---- Material for this task

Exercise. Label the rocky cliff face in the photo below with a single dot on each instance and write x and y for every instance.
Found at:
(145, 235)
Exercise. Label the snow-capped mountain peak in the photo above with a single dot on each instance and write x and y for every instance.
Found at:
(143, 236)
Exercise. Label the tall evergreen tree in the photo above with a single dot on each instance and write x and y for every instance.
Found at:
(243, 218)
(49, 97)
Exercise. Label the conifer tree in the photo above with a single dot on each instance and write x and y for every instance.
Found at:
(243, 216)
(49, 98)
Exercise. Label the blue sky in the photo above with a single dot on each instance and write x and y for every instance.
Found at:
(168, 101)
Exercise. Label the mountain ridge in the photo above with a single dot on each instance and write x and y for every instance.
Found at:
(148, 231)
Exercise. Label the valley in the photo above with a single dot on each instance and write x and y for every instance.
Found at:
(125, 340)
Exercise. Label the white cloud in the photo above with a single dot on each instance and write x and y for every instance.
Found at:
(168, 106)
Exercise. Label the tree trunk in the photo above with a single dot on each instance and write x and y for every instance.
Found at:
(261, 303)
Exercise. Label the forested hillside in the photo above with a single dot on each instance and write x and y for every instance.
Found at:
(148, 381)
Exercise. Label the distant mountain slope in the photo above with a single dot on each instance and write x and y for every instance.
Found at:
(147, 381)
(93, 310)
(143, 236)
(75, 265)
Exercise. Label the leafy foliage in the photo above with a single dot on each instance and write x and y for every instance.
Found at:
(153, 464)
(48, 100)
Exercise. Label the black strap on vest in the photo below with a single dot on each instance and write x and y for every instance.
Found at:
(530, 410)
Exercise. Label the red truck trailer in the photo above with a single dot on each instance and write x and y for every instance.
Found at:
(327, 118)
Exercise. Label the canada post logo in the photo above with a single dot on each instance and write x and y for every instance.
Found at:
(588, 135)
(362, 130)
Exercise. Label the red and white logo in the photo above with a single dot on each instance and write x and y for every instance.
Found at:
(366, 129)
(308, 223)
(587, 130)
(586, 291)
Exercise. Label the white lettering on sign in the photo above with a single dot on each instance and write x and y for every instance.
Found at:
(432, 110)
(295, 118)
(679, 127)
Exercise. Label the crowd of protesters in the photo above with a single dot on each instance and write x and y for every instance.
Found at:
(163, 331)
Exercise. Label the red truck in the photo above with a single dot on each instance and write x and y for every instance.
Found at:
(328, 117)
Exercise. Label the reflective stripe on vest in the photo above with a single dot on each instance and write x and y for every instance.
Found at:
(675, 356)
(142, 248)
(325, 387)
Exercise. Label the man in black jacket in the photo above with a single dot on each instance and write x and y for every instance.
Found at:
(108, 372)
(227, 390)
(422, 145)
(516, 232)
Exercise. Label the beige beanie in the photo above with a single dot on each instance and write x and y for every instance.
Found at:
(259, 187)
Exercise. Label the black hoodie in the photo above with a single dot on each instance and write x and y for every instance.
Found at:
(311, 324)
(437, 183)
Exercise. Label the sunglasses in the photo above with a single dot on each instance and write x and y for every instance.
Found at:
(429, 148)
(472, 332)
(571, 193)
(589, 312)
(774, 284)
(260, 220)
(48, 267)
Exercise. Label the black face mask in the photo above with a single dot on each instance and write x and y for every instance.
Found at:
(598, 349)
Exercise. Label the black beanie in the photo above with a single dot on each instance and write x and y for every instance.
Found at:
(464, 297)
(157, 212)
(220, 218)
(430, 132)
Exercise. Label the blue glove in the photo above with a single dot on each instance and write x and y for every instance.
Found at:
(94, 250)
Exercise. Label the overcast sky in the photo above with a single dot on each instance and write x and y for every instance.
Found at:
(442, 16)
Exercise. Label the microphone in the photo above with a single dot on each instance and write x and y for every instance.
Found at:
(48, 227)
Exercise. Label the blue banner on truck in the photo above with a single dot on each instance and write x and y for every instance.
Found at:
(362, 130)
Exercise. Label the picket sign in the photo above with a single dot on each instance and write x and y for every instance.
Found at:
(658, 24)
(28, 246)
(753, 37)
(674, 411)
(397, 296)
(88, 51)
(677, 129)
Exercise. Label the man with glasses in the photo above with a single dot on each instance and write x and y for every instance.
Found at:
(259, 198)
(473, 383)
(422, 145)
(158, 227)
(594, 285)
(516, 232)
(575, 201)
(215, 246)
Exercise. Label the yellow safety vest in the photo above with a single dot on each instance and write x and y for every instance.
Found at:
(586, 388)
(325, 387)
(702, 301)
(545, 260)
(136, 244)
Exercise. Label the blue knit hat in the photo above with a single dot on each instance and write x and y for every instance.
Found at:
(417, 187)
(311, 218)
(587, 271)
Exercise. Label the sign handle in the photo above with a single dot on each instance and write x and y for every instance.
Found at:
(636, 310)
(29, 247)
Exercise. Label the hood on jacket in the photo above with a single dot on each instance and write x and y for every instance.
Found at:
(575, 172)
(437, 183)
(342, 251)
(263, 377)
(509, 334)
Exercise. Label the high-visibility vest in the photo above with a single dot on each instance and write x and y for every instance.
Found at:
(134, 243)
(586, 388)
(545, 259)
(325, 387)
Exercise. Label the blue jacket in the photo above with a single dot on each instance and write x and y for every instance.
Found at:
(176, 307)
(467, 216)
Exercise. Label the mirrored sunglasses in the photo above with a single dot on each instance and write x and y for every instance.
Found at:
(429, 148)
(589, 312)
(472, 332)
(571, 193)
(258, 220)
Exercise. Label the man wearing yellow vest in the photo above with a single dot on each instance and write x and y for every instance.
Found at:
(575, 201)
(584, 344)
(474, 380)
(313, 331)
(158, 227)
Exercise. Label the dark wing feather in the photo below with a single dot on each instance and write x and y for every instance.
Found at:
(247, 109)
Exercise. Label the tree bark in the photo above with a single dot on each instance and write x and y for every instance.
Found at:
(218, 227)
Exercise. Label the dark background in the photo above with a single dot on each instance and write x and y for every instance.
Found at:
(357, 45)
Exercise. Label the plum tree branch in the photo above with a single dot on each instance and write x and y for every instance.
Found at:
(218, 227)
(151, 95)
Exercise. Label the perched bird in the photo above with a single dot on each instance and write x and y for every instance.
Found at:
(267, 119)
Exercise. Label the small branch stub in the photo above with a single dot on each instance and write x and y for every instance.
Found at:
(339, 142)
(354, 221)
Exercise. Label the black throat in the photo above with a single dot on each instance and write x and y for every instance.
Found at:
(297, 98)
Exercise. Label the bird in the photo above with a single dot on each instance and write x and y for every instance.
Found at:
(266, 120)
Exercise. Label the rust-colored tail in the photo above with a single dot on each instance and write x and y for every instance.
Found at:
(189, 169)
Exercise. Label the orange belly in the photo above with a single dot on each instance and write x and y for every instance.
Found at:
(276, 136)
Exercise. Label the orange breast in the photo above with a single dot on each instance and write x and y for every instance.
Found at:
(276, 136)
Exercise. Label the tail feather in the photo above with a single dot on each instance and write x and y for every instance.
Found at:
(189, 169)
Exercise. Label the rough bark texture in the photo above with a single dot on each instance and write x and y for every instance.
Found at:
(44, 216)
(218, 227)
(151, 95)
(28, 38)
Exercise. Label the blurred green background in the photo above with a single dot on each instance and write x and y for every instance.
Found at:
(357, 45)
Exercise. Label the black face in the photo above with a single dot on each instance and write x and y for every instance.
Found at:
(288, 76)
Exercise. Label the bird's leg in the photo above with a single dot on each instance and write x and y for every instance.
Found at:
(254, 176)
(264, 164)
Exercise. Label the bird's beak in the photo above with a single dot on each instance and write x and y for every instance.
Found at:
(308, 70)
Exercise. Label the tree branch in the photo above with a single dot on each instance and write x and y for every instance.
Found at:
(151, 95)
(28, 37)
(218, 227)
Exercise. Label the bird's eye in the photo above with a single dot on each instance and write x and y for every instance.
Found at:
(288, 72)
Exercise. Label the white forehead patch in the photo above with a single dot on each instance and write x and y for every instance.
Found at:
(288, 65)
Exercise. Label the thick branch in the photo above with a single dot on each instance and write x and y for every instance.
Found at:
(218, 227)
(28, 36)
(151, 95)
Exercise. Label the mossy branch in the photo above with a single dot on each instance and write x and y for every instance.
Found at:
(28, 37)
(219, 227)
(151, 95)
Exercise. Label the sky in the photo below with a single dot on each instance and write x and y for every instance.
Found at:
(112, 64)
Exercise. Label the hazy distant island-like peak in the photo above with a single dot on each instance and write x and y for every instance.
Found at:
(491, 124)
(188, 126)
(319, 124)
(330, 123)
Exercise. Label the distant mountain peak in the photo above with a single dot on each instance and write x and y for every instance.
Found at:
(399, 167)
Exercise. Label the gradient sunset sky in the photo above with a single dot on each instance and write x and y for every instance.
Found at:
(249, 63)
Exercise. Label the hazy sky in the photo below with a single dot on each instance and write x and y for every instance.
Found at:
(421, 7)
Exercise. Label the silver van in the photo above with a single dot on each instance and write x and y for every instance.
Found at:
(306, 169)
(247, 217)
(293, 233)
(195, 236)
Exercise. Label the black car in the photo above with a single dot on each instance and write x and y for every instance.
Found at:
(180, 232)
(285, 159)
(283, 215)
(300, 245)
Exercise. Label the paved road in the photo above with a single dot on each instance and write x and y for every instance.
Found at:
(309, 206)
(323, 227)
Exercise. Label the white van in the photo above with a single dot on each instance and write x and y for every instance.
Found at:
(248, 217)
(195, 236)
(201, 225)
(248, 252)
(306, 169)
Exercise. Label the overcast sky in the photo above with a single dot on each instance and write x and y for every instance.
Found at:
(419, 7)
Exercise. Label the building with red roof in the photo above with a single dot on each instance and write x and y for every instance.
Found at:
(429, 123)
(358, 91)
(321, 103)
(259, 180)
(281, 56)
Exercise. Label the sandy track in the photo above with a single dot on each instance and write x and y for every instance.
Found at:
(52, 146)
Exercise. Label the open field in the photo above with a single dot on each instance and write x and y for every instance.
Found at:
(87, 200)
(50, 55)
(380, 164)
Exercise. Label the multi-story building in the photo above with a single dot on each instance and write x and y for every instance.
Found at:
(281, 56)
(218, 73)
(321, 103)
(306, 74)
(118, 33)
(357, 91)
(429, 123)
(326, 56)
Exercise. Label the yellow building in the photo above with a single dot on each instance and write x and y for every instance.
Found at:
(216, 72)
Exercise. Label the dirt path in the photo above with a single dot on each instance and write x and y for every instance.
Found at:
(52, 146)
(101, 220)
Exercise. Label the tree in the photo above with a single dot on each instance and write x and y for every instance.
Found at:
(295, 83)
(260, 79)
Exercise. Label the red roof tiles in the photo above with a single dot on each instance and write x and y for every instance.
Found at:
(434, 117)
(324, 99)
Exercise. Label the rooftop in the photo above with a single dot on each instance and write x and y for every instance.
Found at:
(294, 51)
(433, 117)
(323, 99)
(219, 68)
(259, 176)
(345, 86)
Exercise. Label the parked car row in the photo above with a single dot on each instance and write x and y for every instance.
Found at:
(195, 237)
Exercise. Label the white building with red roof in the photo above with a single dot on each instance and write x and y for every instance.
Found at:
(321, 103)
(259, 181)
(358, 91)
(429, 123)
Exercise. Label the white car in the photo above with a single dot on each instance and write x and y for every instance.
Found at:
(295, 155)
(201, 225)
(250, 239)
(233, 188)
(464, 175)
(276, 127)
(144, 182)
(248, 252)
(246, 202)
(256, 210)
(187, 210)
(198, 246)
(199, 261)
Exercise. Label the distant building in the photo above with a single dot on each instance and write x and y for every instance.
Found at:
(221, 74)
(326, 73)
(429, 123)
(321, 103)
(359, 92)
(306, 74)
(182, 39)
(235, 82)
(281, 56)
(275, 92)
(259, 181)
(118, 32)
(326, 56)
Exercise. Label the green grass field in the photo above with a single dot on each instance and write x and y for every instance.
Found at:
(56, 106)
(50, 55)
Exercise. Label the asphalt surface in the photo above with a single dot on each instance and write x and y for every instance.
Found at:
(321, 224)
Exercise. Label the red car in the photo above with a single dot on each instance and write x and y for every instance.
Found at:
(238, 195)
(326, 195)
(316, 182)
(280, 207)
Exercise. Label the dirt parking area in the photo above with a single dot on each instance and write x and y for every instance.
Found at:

--------

● **Aim of the exercise**
Filter the records above, keeping each line that contains the word "building".

● **Solution**
Exercise. Label the building with red roof in the photo above with a single dot on each instance and write x and y for every instance.
Exercise. Label the multi-story building in the photo above with a single dot on each instance and write x and y for every instance.
Exercise. Label the yellow building in the photo above with a single dot on each instance and write x and y for every instance.
Exercise. Label the white building with red roof in the photo above with a single dot on each instance and write x and y for every instance.
Exercise. Label the distant building in the photo above with a single dot on each instance and write x and y for every instance.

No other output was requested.